• _Problem requirements_: Could you rewrite the paragraph beginning "Another powerful benefit," from the article on home medical alarm systems as a short bulleted list that keeps its main facts?

Benefits of a Home Medical Alarm System
Robert Rouch, ED.D., Director of the Texas Consortium of Geriatrics Education Centers at the Huffington Center on Aging at Baylor College of Medicine in Houston and his colleague Thomas A. Teasdale, DR. P.H., Assistant Professor at the same facility have been studying how a Personal Emergency Reporting System can impact the lives of community-residing elders who live alone.
In the mid-1990's, they conducted a retrospective review of data looking at how the use of such systems affects hospital utilization rates. They found subscribers using a Medical Alarm System had a statistically significant decrease in per person hospital admissions and inpatient days.
"We found that (Medical Alarm Systems) made a significant positive difference in the lives of subscribers in three areas: subscribers experienced a greater sense of security and peacefulness, they had a greater sense of vitality or pep and energy, and they felt more confident in carrying out their daily routine." explained Dr. Roush. "We also found compelling evidence that once familiar with a personal response service, many study participants wanted to continue service and were willing to drop out of the study in order to do so.
"I cannot overstate the value of telephone reassurance," said Dr. Teasdale. "Many users, especially those who are home-bound, are comforted knowing they can speak to a telephone monitor at anytime, even if it is only to make sure the device is working properly"
"Another powerful benefit," continued Dr. Teasdale, "is that a personal response service supports neighborly communication. Many subscribers ask neighbors and friends to be in their cascade of emergency numbers. It is heartwarming to hear of instances when this request prompts people to renew acquaintances with their neighbors."

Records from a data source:
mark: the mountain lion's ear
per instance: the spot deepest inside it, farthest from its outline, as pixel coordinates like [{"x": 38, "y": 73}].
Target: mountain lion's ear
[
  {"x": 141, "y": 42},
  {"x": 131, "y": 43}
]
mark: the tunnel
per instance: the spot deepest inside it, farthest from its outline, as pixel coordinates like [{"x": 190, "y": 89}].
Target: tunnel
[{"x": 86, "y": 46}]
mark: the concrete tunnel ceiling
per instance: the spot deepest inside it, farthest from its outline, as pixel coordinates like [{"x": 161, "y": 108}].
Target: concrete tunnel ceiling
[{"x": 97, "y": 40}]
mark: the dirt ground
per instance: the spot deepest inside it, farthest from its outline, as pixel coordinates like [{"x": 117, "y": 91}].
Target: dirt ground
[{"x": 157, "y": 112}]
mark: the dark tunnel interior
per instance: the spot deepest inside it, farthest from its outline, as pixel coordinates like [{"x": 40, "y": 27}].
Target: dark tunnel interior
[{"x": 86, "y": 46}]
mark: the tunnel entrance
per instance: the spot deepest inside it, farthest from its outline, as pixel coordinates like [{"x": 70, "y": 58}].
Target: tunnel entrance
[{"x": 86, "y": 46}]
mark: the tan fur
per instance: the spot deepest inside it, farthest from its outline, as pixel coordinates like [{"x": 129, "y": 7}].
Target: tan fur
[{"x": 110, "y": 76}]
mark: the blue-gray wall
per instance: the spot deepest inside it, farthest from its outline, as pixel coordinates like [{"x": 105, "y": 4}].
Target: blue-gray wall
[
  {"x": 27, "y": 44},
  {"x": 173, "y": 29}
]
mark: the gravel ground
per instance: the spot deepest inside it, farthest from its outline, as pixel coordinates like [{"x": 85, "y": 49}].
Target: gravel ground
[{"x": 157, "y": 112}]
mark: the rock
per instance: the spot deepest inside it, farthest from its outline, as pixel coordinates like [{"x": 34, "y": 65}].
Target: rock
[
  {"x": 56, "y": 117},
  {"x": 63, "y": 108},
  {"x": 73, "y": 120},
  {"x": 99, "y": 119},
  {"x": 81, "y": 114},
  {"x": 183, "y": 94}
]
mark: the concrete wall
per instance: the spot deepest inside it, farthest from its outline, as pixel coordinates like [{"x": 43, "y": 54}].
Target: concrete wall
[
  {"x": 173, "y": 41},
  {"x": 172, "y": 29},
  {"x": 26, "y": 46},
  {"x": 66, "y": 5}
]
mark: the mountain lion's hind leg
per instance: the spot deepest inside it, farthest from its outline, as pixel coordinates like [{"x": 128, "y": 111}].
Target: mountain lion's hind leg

• _Answer area_:
- Dr. Teasdale names another powerful benefit: a personal response service supports neighborly communication.
- Many subscribers ask neighbors and friends to be in their cascade of emergency numbers.
- Sometimes this request prompts people to renew acquaintances with their neighbors, which he calls heartwarming.